== Problems and tasks ==
1 > In the passage on Four Bears, restate the paragraph beginning "The words of Four Bears" in a single shorter sentence that keeps its main facts.
2 > According to the passage on Four Bears, what people was Four Bears a chief of?
3 > From the passage on Four Bears, return the part that opens with the words containing "Atlas of the" and closes with "humanity in general.".

== Selected extract ==
──────────

The words of Four Bears, a Mandan chief who at the time was dying from smallpox, help make the subject more human, rather than one of abstract demography and statistics:
"Four Bears never saw a white man hungry, but what he gave him to eat...and how they have repaid it! I do not fear death...but to die with my face rotten, that even the wolves will shrink...at seeing me, and say tp themselves, that is Four Bears, the friend of the whites."
Atlas of the North American Indian
by Carl Waldman
p167
Update: Well how are the descendants of those historic actors faring today, the conquers still rule and the suffers still suffer. Obviously this is much too simplistic an observation of the current situation. Here are some observations that speak to the meaning of independence today, not only to the First Peoples and the descendants of enslaved Africans, but to humanity in general.
Well there is Barak Obama, 1st NON WHITE contender for Commander in Chief of the nation. Intriguing historic and psychological implications in light of our discussion.

──────────

== Entries provided ==
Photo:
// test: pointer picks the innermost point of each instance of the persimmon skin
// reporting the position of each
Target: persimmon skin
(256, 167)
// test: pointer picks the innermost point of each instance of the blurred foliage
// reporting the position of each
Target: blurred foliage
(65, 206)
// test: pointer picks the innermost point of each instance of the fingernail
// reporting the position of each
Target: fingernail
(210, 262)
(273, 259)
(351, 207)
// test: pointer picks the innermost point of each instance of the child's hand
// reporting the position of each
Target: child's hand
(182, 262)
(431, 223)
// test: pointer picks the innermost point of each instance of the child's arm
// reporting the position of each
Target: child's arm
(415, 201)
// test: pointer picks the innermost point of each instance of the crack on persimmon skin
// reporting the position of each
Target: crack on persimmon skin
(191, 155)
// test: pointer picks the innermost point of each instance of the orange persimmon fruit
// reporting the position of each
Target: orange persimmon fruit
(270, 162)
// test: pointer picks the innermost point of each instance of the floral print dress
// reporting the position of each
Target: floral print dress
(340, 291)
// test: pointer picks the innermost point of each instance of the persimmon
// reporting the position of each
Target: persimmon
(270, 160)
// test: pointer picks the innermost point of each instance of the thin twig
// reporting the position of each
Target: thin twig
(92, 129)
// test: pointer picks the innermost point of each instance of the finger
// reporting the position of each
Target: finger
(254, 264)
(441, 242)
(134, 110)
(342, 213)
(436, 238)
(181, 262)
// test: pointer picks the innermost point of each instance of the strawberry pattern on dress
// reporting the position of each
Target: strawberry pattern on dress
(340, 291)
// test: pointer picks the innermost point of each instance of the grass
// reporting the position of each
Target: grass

──────────

== Results in order ==
1 > Four Bears, a Mandan chief dying of smallpox, is quoted because his words give the subject a human face instead of leaving it as abstract demography and statistics.

2 > The Mandan.

3 >
Atlas of the North American Indian
by Carl Waldman
p167
Update: Well how are the descendants of those historic actors faring today, the conquers still rule and the suffers still suffer. Obviously this is much too simplistic an observation of the current situation. Here are some observations that speak to the meaning of independence today, not only to the First Peoples and the descendants of enslaved Africans, but to humanity in general.